Copy out the portion of the article about Hwang that starts at the words "On one recent" and ends after "used to own.", editing it so that "marijuana" becomes "cannabis".

Text under study:
=-=-=-=-=
Hwang plays Mexican music on the radio, even though he doesn’t speak Spanish, because he finds it romantic.
On one recent afternoon, Hwang is sound asleep behind a locked office door with a glass window. It takes several minutes of customers beating on the door to wake him, but they don’t want to do business—they want to buy marijuana from the store next to his, which he used to own.
“I carried two guns on me all the time,” Hwang says of his time in San Jose. Up here, he has 32 security cameras and has used them to bust someone illegally dumping trash. He won’t disclose what he paid for the property, but says he makes $30,000 a month doing Internet consulting and owns the store with a business group.
Business for his $5.95 hot dogs, $9.95 hamburgers and assorted sundries has slowed to a trickle from the $2,000-$3,000 per day it once was, he says, because of the newer Silicon Valley immigrants.
“Americans and Mexicans stopped here,” he says. “But Indians and Asians shop at Costco and get what they need for the beach.”
Hwang clearly missed the memo on political correctness, and at times makes Rush Limbaugh sound liberal. He doesn’t think the U.S. should have killed Osama bin Laden, since they originally funded him.
Actually, it’s sort of surprising he doesn’t have a show on the local talk radio stations. “I have a lot of strong opinions,” he says. “Too strong for a lot of people.”
Hwang has been written up in the Korean Times and New America Media for a sign he had posted outside the business supporting Korea’s right to Dokdo Island, which was taken by Japan after World War II. The sign was vandalized and is now inside the burger stand.
=-=-=-=-=
(Items from a dataset)
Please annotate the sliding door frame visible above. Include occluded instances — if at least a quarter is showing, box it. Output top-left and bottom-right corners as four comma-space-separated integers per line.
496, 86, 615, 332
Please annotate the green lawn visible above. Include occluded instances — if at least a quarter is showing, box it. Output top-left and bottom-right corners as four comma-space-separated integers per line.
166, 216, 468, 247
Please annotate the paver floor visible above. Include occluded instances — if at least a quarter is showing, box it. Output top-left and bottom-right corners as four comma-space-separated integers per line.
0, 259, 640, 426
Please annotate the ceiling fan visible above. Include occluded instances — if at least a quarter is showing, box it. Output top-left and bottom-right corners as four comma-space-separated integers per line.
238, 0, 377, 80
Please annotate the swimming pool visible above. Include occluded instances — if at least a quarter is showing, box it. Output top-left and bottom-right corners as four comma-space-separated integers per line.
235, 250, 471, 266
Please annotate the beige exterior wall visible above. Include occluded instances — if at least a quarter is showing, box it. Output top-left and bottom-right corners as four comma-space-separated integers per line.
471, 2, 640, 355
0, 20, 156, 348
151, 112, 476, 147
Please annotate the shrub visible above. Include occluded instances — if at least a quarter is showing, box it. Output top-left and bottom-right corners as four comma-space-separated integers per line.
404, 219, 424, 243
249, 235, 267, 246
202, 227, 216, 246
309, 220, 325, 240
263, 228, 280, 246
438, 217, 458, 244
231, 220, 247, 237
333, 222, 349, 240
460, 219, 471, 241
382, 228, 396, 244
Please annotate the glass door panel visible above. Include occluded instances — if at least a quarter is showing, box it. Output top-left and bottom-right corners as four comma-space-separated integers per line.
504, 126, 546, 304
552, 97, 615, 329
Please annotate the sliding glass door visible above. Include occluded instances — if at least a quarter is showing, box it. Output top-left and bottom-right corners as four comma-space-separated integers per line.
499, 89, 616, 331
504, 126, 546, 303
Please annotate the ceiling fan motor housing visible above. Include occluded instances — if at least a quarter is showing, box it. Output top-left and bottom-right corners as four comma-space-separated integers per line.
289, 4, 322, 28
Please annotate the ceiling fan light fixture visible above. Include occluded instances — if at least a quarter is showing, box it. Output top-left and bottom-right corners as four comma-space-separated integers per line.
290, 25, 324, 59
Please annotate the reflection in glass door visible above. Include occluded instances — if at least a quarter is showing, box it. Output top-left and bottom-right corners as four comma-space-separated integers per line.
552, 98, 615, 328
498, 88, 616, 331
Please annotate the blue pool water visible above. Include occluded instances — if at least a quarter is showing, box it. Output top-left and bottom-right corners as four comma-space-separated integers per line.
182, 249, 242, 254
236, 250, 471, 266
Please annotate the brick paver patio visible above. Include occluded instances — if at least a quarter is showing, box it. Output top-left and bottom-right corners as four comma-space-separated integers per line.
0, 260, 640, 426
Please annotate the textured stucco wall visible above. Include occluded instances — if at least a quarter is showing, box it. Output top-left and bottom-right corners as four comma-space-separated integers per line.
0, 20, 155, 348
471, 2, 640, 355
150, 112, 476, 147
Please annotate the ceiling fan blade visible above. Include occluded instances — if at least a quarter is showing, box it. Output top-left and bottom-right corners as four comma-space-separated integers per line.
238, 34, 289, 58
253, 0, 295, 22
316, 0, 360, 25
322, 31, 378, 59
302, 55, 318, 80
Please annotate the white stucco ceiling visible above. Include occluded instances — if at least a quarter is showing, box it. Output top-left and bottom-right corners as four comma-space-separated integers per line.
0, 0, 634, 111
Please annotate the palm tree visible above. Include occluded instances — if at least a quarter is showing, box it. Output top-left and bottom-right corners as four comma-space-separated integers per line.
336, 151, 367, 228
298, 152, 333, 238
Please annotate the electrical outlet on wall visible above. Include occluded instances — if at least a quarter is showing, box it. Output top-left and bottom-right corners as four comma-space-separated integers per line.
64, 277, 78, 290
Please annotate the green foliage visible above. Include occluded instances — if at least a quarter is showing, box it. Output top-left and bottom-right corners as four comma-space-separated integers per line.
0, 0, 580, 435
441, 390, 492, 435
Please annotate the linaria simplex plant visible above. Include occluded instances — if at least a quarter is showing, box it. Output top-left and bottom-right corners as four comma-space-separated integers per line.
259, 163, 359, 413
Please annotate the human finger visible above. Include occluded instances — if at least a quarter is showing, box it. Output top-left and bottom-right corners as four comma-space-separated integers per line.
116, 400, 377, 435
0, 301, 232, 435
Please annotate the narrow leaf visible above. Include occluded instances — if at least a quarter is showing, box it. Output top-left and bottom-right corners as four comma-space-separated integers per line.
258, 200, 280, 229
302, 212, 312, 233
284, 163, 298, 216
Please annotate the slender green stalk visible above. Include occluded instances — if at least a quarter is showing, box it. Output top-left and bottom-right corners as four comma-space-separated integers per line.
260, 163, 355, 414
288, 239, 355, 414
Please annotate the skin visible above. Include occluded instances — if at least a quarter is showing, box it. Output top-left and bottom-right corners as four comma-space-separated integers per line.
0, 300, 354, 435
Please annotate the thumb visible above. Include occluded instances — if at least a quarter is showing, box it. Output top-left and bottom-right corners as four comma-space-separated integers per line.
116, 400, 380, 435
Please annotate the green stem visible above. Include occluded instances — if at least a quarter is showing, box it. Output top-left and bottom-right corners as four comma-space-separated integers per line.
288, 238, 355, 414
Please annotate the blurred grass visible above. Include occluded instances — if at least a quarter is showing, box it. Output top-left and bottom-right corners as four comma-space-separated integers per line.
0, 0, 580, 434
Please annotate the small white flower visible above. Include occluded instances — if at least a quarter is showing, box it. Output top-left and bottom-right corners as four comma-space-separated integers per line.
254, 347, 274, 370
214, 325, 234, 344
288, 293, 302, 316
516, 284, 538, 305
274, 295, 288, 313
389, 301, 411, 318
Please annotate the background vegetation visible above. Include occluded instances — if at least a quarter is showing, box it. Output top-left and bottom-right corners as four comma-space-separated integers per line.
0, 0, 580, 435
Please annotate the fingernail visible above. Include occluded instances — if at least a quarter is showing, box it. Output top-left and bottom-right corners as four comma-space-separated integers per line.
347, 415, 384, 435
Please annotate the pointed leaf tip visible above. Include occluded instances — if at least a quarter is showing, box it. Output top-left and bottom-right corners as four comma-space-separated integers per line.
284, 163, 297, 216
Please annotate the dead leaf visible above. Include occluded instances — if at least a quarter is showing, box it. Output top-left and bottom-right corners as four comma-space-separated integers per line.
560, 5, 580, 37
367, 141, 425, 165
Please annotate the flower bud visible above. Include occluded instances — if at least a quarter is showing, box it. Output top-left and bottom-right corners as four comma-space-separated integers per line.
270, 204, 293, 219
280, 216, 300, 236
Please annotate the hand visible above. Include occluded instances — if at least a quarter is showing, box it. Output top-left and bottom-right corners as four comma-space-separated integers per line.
=-=-=-=-=
Response:
On one recent afternoon, Hwang is sound asleep behind a locked office door with a glass window. It takes several minutes of customers beating on the door to wake him, but they don’t want to do business—they want to buy cannabis from the store next to his, which he used to own.